Dataset content:
■ ■ ■ ■ ■ ■ ■
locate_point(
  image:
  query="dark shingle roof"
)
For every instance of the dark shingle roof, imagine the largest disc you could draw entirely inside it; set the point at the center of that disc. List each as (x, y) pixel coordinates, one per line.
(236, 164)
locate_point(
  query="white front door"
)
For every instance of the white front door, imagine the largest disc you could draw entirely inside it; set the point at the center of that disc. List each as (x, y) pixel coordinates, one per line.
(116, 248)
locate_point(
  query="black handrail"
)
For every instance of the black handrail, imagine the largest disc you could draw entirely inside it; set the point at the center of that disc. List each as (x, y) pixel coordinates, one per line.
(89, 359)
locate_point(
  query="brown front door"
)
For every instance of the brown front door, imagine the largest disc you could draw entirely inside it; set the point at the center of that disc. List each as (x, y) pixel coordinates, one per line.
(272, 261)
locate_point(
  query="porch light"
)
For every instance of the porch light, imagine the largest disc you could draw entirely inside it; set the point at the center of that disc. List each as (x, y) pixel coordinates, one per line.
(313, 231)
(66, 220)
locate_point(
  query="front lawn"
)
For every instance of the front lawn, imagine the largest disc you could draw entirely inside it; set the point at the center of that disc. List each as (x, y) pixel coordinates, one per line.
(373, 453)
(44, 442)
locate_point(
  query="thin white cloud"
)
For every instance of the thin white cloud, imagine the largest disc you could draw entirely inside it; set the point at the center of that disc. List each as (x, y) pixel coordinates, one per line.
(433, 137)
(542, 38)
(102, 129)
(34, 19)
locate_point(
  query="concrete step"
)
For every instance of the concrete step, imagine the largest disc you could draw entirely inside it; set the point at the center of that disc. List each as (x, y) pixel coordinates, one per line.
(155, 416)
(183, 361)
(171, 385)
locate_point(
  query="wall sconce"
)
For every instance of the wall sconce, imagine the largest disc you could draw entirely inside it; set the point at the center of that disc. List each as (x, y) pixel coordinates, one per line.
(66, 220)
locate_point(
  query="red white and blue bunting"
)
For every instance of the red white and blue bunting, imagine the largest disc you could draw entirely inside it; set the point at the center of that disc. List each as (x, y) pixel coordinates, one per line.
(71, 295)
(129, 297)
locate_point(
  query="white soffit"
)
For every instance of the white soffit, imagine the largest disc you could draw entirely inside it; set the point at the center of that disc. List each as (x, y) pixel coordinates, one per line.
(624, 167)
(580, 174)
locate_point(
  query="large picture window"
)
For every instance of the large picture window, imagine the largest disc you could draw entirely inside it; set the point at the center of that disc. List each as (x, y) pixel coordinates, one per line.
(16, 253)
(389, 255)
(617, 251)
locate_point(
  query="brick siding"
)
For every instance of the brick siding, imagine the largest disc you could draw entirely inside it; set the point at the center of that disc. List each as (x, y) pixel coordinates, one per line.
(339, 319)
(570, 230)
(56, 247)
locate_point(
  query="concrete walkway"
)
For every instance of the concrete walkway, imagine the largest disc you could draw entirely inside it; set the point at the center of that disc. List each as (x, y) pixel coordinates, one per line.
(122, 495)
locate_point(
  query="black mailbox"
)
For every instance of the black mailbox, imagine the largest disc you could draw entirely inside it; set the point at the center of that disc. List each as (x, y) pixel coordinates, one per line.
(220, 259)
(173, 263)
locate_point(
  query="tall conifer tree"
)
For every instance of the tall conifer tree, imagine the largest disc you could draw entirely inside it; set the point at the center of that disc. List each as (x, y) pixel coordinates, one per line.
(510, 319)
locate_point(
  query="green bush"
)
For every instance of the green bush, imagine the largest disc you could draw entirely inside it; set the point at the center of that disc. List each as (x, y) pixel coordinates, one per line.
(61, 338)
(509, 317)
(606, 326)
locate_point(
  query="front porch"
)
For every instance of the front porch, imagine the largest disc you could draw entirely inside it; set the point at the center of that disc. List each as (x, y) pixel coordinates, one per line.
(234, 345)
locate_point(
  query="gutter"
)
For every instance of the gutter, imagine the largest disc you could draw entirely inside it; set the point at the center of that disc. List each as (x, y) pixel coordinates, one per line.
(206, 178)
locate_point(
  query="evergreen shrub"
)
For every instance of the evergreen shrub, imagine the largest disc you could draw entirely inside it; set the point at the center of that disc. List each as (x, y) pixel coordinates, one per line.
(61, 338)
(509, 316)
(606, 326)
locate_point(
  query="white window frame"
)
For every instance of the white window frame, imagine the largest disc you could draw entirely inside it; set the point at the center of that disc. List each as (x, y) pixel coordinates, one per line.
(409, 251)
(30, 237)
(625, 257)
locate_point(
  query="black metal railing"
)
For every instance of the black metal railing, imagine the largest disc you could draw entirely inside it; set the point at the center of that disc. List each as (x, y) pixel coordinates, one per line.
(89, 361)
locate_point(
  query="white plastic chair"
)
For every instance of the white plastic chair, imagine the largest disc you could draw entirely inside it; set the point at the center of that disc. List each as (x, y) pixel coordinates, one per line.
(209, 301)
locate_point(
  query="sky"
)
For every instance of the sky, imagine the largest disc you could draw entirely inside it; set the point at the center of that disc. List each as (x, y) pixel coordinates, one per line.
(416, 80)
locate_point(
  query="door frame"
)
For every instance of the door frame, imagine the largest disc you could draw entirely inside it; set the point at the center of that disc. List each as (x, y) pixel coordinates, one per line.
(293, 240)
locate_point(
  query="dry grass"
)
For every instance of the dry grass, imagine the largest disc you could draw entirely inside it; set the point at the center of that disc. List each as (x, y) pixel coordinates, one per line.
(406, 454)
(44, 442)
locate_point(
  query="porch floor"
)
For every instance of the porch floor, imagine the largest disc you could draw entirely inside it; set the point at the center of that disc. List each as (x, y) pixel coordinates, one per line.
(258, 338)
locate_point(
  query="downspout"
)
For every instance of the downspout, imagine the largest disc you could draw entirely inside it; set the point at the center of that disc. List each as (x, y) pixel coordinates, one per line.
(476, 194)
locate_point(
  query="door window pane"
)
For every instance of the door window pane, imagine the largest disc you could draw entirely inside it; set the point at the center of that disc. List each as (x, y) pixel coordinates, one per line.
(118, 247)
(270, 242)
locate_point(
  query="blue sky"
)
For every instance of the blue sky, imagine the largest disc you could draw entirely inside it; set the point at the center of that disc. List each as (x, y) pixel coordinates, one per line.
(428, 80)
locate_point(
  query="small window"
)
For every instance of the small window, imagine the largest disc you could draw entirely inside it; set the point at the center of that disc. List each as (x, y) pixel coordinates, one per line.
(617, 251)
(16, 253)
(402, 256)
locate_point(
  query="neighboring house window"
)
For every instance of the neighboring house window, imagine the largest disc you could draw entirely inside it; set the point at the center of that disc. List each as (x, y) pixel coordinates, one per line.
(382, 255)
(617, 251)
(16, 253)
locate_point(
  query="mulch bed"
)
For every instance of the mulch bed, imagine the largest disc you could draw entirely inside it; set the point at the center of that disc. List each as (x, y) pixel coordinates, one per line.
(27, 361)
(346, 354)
■ ■ ■ ■ ■ ■ ■
Problem to solve: Keep every word the same and copy out all of the entries.

Response box:
locate_point(
  image:
  query="dark shingle roof"
)
For every instance of the dark shingle roof, imagine the largest disc you could draw entirely inside it; set the point at the center of that disc. List each as (x, y) pixel coordinates, one per line.
(236, 164)
locate_point(
  query="white front door"
)
For every instance of the white front door, imagine the largest disc you could draw entirely inside it; set the point at the center of that disc. List each as (x, y) pixel coordinates, one per line.
(116, 248)
locate_point(
  query="black handrail"
)
For every instance of the black handrail, imagine the largest disc you could draw entirely inside it; set the point at the center of that disc. List each as (x, y) pixel coordinates, one per line.
(89, 359)
locate_point(
  query="brown front door"
)
For every instance of the brown front door, imagine the largest disc you could draw entirely inside it; set the point at the center of that disc. List each as (x, y) pixel coordinates, one per line.
(272, 261)
locate_point(
  query="porch light"
)
For every instance of the porch light, imagine the largest disc you could draw entirely inside it; set the point at the center of that disc. List each as (x, y) pixel coordinates, one per line.
(313, 231)
(66, 220)
locate_point(
  query="front lawn"
)
For every instance of the front lawn, imagine the largest disc you could draw entirely inside it; set the point at the center of that disc. List each as (x, y) pixel coordinates, one per line.
(373, 453)
(44, 442)
locate_point(
  query="thin white cloud"
)
For every instance of the thin white cloud, imagine the largest disc you could draw entirely inside it; set the point at the center of that disc. List each as (x, y) pixel coordinates, one per line.
(433, 137)
(542, 38)
(102, 129)
(34, 19)
locate_point(
  query="concrete step"
)
For every instance of the concrete step, imagine the largest disc you could draw entirely inside it; set the point at the center of that disc. List each as (x, y) pixel coordinates, one per line.
(155, 416)
(183, 361)
(171, 385)
locate_point(
  query="wall sconce"
)
For every instance of the wall sconce, imagine the largest disc you could draw entirely inside it; set the point at the center of that disc. List each as (x, y) pixel coordinates, one per line.
(66, 220)
locate_point(
  query="red white and blue bunting"
)
For every instance of the red white and blue bunting, imagine the largest disc you could draw entirely inside it; set the point at the center of that disc. List each as (x, y) pixel coordinates, one per line.
(71, 295)
(129, 297)
locate_point(
  query="white soffit"
)
For every instance of the white soffit, imagine the largest disc you could draw entirely inside it; set the point at the center of that disc. List each as (x, y) pixel coordinates, one per line.
(624, 167)
(580, 174)
locate_point(
  query="large picture window"
)
For every instance of the large picture window, imagine the largest disc you could draw entirely inside it; set the point at the center of that disc. List each as (x, y) pixel coordinates, one per line.
(16, 253)
(389, 255)
(617, 251)
locate_point(
  query="brick siding"
)
For every instance of the brick siding, imagine the largest disc you could draw entirely inside it; set the point at the center of that disc. List each as (x, y) pixel coordinates, one per line.
(339, 319)
(570, 230)
(56, 247)
locate_point(
  query="concrete walkway"
)
For every instance of the concrete walkway, imagine the largest disc you could draw entirely inside it; set the point at the center of that disc. List each as (x, y) pixel coordinates, one per line.
(122, 495)
locate_point(
  query="black mailbox"
)
For every instance of the black mailbox, imagine the largest disc you could draw entirely inside it; set the point at the center of that disc. List each as (x, y) pixel coordinates, one per line.
(220, 259)
(173, 263)
locate_point(
  query="tall conifer tree"
)
For every instance of the tall conifer tree, imagine the largest disc you could draw entirely inside it; set the point at the center of that disc. List each as (x, y) pixel coordinates, one per line.
(510, 319)
locate_point(
  query="green bush"
)
For every instance of the green bush, imagine the largest disc you could draw entirely inside it; set the point at the center of that disc. List each as (x, y) pixel coordinates, one per line.
(61, 338)
(509, 317)
(606, 326)
locate_point(
  query="front porch"
)
For every instance of the front porch, imagine the largest disc you could draw entirely inside it; set the point at the center of that disc. List each as (x, y) pixel coordinates, one per line.
(234, 345)
locate_point(
  query="gutter"
)
For every instance of the gutter, imagine the largest disc you could draw entirely inside it; set the point at the center of that disc. List each as (x, y) pixel coordinates, one per line.
(206, 178)
locate_point(
  query="evergreen shrub"
)
For every instance of the evergreen shrub, imagine the largest disc you could draw entirely inside it; set the point at the center of that disc. List each as (x, y) pixel coordinates, one per line.
(61, 338)
(509, 316)
(606, 326)
locate_point(
  query="white window frame"
)
For every instance of the white window frame, imagine the largest disc you could draw entirely inside it; set the point at the center of that disc. List each as (x, y) pixel coordinates, one per line.
(409, 251)
(30, 237)
(625, 257)
locate_point(
  query="black metal railing"
)
For every instance of the black metal railing, imagine the largest disc you could draw entirely inside it; set the point at the center of that disc. List each as (x, y) pixel coordinates, one per line.
(89, 361)
locate_point(
  query="white plastic chair"
)
For every instance of the white plastic chair, imagine the largest disc you could draw entirely inside it; set the point at the center of that disc. List each as (x, y) pixel coordinates, one per line.
(209, 301)
locate_point(
  query="sky"
)
For every instance of the sky, imagine the largest disc you could draw entirely inside it; set the point at the center of that disc. List each as (x, y) pixel coordinates, one per line.
(416, 80)
locate_point(
  query="door frame"
)
For every instance of the door frame, imagine the largest disc you could draw entirely inside it; set the point at the center of that disc. List each as (x, y) pixel coordinates, one per line.
(293, 240)
locate_point(
  query="dry grass"
)
For every instance of the dry grass, imagine the largest disc you could draw entirely inside it; set the point at the center of that disc. List each as (x, y) pixel coordinates, one per line.
(406, 454)
(44, 442)
locate_point(
  query="porch floor"
)
For every instance of the porch floor, imagine the largest disc you could draw entirely inside it; set the point at the center of that disc. List each as (x, y) pixel coordinates, one per line.
(258, 338)
locate_point(
  query="downspout"
)
For every instance of the downspout, imagine the largest disc you could draw entirely inside it; set the point at the center of that disc. List each as (x, y) pixel coordinates, one per line.
(476, 194)
locate_point(
  query="door window pane"
)
For every instance of the door window pane, imagine the largest disc you could draw entirely inside it; set the point at the center of that disc. List each as (x, y) pixel coordinates, one per line.
(118, 247)
(270, 242)
locate_point(
  query="blue sky"
)
For every instance of the blue sky, imagine the largest disc you could draw entirely inside it; set the point at the center of that disc. List each as (x, y) pixel coordinates, one per line.
(428, 80)
locate_point(
  query="small window"
)
For every instance of the small window, imagine the largest disc you could draw entirely inside it; set the point at the center of that disc. List each as (x, y) pixel coordinates, one per line.
(617, 251)
(16, 253)
(402, 256)
locate_point(
  query="neighboring house window"
)
For every instance of the neighboring house window, imagine the largest disc you could draw entirely inside it; set the point at the center of that disc. List each as (x, y) pixel coordinates, one per line.
(382, 255)
(617, 251)
(16, 253)
locate_point(
  query="mulch bed"
)
For every instance of the mulch bed, imagine the largest disc you could draw entirely inside it; set the point at the center of that disc. List each as (x, y) pixel coordinates, one per line.
(27, 361)
(346, 354)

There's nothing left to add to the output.